[EXERCISE PROMPT] Extract the lines of the records verbatim, beginning at the line that contains "Annotate each instance of the nightstand" and stopping after the line that contains "Query: dark wood louvered door".

Stored data entries:
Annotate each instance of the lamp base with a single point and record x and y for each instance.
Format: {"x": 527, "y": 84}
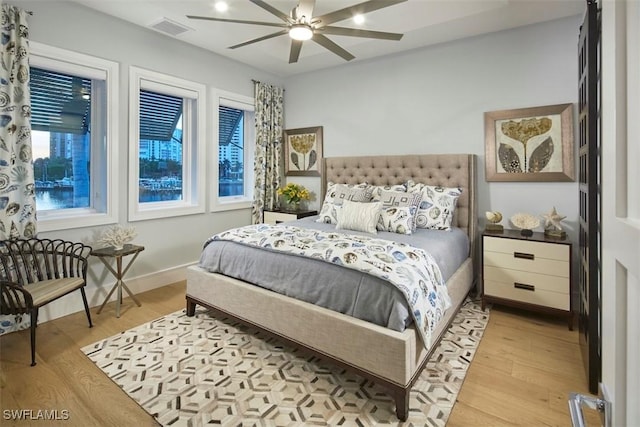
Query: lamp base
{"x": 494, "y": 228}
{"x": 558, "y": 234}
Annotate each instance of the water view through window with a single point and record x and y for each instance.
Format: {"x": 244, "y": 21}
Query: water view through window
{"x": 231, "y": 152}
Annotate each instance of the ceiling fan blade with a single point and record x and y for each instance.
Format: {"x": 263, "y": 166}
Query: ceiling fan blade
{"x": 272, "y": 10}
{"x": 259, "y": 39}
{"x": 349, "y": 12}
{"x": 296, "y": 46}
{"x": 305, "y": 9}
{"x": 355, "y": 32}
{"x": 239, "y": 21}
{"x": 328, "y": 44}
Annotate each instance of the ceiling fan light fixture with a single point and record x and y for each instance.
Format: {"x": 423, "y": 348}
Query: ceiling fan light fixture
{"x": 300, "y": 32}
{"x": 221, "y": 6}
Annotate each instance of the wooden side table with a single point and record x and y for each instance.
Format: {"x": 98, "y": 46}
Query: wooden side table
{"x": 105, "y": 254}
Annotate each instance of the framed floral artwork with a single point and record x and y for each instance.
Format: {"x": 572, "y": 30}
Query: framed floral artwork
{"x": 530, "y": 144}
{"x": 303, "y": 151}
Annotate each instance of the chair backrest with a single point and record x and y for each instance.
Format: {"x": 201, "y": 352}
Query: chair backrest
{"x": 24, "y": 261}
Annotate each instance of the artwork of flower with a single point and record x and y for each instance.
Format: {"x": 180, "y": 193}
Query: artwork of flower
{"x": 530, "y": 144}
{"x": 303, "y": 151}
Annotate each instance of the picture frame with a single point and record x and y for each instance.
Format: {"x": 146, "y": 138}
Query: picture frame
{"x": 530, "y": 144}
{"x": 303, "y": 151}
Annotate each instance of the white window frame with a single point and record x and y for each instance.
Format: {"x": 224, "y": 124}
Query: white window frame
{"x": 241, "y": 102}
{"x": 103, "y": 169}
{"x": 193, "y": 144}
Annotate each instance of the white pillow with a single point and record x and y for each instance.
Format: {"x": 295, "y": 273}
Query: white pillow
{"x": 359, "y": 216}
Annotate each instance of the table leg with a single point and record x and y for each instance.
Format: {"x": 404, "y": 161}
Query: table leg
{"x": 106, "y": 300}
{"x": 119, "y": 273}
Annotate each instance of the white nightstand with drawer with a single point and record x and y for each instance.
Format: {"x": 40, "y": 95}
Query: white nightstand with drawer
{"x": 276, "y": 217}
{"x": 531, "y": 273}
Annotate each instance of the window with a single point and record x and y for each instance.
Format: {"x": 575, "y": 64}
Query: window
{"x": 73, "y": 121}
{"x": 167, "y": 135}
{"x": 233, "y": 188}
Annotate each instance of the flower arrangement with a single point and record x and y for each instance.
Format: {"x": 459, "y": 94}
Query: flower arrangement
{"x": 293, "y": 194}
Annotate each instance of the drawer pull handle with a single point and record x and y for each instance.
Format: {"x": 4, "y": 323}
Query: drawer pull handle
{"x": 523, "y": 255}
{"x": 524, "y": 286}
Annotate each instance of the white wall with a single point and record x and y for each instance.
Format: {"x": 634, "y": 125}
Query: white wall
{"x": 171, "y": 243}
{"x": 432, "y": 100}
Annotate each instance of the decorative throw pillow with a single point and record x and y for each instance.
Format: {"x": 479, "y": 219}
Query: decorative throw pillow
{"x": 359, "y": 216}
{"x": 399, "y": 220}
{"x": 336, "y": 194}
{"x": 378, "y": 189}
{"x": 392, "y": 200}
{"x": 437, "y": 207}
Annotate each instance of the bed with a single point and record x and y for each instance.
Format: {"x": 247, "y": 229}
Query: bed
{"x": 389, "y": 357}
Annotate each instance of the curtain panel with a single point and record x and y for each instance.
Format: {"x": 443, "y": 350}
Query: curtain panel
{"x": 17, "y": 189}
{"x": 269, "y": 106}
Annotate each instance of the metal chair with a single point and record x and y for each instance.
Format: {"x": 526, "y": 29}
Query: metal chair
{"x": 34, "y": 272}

---

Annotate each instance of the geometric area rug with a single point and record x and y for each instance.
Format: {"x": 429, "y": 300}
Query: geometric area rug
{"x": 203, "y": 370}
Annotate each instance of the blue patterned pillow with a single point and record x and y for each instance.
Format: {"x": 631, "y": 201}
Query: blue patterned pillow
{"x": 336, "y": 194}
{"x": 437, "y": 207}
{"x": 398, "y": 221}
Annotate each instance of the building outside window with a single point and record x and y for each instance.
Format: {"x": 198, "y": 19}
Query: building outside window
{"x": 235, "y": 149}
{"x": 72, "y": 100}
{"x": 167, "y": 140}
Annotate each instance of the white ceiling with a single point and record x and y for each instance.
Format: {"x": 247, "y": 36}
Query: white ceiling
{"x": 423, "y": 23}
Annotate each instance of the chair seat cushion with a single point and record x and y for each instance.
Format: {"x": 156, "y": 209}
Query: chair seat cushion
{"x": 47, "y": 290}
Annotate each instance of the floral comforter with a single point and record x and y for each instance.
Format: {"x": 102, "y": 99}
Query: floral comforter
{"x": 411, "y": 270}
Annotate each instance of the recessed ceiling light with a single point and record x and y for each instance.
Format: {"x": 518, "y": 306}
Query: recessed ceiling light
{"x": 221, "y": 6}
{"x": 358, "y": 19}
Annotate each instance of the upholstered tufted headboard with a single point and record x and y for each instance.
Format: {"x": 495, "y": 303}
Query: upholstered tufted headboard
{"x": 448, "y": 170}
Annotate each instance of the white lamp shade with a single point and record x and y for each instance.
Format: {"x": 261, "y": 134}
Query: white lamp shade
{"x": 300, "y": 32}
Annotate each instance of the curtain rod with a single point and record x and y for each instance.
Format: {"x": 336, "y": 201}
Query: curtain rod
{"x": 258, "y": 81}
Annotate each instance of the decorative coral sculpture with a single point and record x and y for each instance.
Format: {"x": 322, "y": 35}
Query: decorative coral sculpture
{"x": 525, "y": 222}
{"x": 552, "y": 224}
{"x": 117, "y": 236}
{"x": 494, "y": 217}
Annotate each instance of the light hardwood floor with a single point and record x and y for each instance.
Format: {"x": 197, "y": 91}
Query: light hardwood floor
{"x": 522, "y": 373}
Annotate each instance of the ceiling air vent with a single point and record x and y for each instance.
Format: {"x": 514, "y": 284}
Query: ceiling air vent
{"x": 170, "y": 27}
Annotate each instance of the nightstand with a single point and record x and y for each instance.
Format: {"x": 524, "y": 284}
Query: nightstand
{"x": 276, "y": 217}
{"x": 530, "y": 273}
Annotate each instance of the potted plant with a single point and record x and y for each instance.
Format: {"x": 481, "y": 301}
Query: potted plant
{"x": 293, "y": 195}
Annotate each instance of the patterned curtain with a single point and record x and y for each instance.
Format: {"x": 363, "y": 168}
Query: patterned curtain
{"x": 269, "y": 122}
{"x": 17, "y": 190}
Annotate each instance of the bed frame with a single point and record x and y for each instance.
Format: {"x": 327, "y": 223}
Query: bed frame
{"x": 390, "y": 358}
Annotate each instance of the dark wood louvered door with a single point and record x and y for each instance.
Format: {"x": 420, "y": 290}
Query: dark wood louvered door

[EXERCISE RESULT]
Annotate each instance of the nightstand with a single point and record x and y for each instance.
Format: {"x": 524, "y": 284}
Query: nightstand
{"x": 276, "y": 217}
{"x": 530, "y": 273}
Annotate each instance of the potted plant with a single point and record x and y for each instance.
Format: {"x": 481, "y": 301}
Query: potted plant
{"x": 293, "y": 195}
Annotate each instance of the patterned curtain with a single point and record x and y for each instance.
Format: {"x": 363, "y": 168}
Query: patterned curtain
{"x": 269, "y": 122}
{"x": 17, "y": 190}
Annotate each instance of the bed frame with a single point and record x and y for each instance.
Format: {"x": 327, "y": 223}
Query: bed frame
{"x": 390, "y": 358}
Annotate each instance of the dark wood louvered door with a single point and record x and y for each instance.
Format: {"x": 420, "y": 290}
Query: dark wood louvered door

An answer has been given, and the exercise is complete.